Stored data:
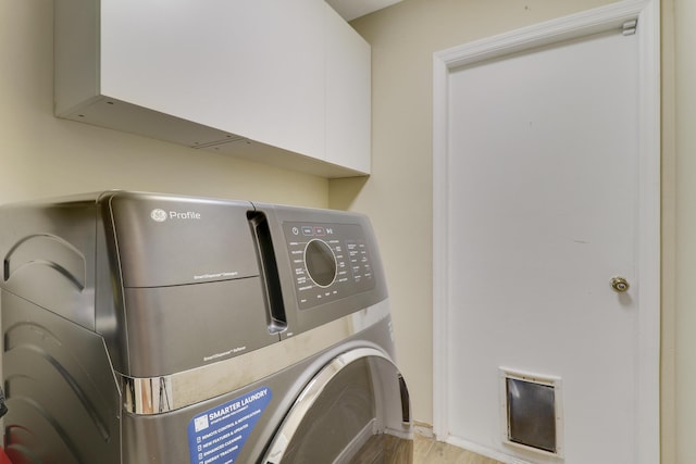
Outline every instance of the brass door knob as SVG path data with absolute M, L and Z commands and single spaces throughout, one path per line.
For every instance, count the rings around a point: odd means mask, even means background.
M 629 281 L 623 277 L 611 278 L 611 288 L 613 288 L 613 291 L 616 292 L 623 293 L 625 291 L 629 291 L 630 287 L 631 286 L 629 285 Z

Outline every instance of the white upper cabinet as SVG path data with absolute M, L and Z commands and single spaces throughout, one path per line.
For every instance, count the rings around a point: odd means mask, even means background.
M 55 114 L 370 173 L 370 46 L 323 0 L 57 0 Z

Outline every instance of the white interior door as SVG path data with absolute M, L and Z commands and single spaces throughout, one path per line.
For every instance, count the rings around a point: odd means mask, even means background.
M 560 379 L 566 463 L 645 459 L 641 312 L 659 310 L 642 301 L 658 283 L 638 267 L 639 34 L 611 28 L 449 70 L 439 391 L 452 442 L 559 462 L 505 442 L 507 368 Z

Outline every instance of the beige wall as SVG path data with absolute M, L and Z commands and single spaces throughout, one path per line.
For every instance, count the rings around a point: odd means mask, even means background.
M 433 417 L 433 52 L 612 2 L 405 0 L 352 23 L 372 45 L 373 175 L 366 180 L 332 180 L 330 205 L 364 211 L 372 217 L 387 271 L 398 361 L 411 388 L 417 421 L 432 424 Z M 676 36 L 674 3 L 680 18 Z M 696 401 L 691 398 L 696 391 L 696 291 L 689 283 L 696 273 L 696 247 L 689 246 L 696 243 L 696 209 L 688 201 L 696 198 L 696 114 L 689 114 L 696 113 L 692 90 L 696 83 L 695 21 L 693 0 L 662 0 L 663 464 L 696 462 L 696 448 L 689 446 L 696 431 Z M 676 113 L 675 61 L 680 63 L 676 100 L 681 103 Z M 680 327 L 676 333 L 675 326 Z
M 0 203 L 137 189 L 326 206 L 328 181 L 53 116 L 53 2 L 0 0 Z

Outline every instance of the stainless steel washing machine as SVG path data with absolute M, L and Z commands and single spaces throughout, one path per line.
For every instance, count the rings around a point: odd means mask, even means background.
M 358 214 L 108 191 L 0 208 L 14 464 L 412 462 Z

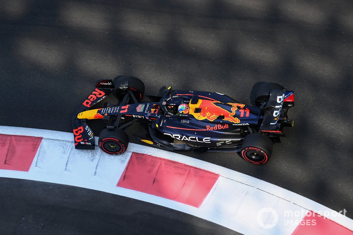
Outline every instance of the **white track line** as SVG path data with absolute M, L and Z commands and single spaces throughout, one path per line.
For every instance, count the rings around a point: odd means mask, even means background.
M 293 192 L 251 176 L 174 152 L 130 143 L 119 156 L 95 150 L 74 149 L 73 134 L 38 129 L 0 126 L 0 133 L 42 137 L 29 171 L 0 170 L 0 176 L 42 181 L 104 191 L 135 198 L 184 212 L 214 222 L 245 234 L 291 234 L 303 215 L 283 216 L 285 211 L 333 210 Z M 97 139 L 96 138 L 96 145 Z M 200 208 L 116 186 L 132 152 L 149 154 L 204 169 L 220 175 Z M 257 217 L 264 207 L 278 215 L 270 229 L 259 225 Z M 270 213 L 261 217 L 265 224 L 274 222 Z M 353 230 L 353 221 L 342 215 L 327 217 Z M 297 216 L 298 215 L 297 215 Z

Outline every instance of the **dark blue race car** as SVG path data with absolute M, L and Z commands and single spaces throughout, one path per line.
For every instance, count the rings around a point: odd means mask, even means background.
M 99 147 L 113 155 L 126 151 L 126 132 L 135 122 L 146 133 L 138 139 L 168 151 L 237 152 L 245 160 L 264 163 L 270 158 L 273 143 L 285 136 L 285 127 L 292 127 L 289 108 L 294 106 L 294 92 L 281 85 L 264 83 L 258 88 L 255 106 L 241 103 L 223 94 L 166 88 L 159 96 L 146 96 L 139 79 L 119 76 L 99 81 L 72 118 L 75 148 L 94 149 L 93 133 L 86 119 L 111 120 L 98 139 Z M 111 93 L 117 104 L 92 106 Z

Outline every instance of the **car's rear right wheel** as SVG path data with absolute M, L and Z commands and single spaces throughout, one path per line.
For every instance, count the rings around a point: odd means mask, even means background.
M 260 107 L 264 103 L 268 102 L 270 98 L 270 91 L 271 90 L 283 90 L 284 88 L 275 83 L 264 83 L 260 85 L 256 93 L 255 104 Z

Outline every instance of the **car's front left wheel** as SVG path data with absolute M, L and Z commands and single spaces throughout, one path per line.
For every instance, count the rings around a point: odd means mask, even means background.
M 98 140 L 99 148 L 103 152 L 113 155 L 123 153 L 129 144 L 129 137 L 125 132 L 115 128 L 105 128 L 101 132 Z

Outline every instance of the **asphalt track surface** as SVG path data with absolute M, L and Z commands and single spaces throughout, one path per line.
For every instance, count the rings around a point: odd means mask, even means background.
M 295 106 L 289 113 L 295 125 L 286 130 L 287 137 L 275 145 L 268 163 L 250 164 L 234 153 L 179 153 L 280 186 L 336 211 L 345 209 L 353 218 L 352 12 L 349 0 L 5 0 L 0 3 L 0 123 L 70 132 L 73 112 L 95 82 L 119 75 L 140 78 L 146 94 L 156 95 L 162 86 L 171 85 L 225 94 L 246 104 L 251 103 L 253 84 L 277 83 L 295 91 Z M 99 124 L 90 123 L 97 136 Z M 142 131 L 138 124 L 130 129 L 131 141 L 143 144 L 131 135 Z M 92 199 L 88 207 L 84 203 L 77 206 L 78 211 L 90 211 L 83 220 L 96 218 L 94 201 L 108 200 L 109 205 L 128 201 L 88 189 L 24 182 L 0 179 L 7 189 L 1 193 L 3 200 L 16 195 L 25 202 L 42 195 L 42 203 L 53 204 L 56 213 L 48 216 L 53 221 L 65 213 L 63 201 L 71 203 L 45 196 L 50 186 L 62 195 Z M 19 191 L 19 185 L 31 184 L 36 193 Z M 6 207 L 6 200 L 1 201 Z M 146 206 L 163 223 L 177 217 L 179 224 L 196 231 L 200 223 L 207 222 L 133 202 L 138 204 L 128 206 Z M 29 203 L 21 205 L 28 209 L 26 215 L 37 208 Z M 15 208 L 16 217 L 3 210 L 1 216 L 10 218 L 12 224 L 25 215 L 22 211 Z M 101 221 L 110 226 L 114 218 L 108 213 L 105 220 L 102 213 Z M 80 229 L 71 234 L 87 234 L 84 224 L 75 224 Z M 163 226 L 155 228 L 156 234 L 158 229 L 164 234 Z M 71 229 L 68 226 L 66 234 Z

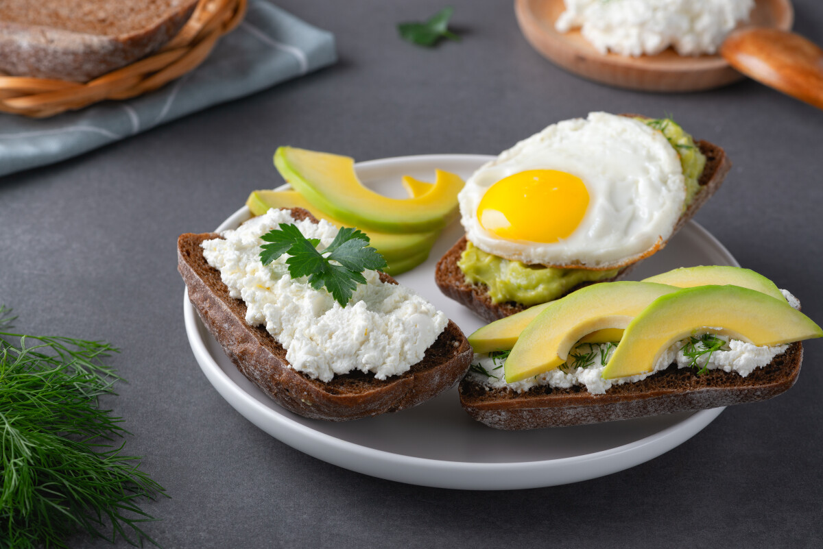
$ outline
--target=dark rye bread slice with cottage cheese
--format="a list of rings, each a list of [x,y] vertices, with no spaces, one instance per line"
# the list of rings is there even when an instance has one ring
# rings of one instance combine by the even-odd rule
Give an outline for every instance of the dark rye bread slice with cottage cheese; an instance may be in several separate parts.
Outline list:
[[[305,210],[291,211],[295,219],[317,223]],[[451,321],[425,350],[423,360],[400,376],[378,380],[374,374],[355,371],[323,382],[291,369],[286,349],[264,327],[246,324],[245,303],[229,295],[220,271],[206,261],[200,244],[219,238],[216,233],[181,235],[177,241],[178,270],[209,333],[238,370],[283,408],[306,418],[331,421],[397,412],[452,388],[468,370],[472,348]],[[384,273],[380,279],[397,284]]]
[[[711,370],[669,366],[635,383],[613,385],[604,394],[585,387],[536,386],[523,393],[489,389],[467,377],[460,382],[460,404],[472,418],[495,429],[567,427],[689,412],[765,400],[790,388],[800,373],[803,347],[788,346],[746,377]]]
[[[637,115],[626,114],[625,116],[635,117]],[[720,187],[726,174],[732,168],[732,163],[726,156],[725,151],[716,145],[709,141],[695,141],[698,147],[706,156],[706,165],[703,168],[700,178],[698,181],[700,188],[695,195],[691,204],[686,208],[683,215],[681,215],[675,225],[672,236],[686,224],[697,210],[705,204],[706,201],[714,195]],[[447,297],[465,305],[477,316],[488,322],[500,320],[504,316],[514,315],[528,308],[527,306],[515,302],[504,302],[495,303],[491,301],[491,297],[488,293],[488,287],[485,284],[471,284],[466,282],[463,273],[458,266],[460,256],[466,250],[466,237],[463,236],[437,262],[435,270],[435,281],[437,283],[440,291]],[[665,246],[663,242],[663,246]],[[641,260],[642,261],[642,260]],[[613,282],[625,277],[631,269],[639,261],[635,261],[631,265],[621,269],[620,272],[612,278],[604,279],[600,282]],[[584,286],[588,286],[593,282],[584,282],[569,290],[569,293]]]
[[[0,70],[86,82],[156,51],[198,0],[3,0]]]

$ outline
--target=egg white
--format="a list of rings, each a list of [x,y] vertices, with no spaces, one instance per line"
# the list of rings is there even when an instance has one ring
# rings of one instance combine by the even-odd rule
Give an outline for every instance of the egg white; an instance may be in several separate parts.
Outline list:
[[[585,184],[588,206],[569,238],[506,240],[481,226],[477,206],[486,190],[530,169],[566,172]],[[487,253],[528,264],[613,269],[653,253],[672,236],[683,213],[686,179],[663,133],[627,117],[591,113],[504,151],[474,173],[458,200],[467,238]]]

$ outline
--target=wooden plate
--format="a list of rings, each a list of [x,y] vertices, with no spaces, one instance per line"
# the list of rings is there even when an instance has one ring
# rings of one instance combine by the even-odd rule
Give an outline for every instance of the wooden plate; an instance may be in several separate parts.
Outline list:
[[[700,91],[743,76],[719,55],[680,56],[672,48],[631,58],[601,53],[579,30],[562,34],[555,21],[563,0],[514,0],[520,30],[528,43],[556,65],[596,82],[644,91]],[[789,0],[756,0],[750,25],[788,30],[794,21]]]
* * *
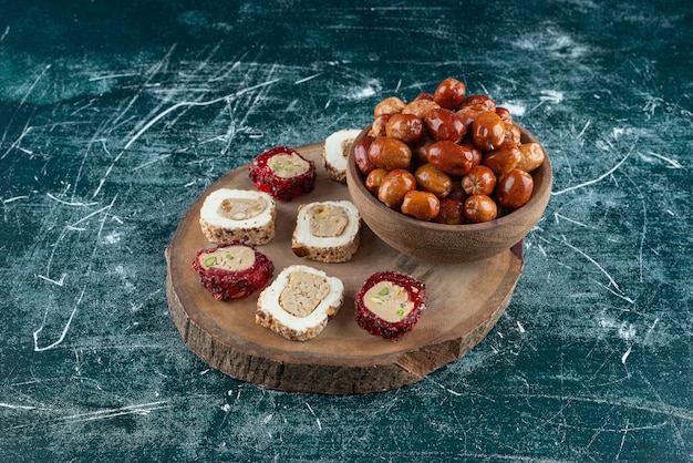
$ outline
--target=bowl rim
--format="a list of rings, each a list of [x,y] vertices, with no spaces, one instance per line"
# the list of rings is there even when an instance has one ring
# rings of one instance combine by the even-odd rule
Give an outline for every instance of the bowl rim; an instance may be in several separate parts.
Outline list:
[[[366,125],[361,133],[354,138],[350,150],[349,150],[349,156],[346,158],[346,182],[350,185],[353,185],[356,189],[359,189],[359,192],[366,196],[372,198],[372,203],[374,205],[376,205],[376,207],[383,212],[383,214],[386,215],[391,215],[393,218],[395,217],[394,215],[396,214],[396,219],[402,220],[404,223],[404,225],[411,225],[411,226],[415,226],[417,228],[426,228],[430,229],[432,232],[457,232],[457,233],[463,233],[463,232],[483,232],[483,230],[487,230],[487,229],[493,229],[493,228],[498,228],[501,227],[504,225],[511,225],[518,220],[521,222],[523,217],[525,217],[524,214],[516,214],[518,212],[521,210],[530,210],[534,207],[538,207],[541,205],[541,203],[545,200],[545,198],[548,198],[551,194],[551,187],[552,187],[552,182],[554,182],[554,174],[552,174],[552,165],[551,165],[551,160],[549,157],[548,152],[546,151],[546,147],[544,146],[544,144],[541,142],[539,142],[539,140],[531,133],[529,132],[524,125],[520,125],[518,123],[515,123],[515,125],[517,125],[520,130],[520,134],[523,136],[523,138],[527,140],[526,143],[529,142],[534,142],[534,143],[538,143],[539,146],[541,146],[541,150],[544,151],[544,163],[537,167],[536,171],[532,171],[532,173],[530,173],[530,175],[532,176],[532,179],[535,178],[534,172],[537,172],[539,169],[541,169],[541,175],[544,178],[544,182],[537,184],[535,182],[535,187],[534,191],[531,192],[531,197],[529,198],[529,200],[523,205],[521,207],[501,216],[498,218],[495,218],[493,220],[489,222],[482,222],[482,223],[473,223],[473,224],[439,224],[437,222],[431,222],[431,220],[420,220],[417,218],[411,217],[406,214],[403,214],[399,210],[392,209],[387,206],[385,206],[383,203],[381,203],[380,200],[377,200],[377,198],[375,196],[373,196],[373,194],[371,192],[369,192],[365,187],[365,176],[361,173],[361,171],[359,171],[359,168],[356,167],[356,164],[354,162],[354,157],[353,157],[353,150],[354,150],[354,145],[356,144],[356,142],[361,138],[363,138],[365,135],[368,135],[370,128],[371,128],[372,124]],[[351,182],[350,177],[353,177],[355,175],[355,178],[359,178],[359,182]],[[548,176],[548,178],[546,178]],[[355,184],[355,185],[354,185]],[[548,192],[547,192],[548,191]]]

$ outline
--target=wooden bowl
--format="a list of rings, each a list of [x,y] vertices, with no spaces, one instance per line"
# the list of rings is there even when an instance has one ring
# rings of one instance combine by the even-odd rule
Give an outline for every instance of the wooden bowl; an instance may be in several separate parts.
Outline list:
==
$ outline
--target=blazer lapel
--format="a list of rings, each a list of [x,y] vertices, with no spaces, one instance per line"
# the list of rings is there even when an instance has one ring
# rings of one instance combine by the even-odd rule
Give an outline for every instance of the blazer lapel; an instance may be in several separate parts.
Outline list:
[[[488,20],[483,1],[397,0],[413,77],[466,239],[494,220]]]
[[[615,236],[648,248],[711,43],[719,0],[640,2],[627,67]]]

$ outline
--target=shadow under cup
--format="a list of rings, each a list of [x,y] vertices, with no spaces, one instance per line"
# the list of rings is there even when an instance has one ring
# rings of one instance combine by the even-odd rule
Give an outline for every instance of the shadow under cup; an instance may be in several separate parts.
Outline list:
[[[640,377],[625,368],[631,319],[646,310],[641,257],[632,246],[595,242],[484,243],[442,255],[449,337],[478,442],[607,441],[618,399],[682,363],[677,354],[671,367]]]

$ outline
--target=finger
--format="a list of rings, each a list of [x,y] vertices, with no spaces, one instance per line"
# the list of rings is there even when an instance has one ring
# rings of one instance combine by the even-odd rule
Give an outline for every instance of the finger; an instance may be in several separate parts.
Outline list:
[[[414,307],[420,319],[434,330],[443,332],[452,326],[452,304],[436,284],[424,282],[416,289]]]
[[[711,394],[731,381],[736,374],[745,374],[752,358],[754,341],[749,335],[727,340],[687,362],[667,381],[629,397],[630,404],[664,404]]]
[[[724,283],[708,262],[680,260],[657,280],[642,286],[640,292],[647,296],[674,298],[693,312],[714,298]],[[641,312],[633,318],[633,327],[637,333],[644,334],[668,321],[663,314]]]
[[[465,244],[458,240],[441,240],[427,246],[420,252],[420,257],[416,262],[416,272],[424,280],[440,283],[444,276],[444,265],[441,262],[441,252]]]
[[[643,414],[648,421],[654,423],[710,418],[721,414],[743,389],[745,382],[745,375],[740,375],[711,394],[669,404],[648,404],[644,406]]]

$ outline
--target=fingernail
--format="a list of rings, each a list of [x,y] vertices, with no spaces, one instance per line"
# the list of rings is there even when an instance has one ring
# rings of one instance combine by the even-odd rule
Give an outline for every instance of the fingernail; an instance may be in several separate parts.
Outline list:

- _WORK TO COMPLETE_
Output the lines of the records from the one containing "Outline every instance of the brass" down through the one containing "M 55 114 L 370 173 L 370 46 L 323 0 L 57 0 Z", unchanged, and nothing else.

- _ANSWER IN FULL_
Outline every instance of the brass door knob as SVG path data with absolute M, L and Z commands and single spaces throughout, one path per line.
For every instance, count the rings around a point: odd means mask, even means background.
M 629 281 L 623 277 L 611 278 L 611 288 L 613 288 L 613 291 L 616 292 L 623 293 L 625 291 L 629 291 L 630 287 L 631 286 L 629 285 Z

Outline every instance of the white upper cabinet as SVG path data with absolute M, L and Z commands and single spaces throughout, one path per line.
For every instance, count the rings around a point: odd means mask, even means background.
M 55 114 L 370 173 L 370 46 L 323 0 L 57 0 Z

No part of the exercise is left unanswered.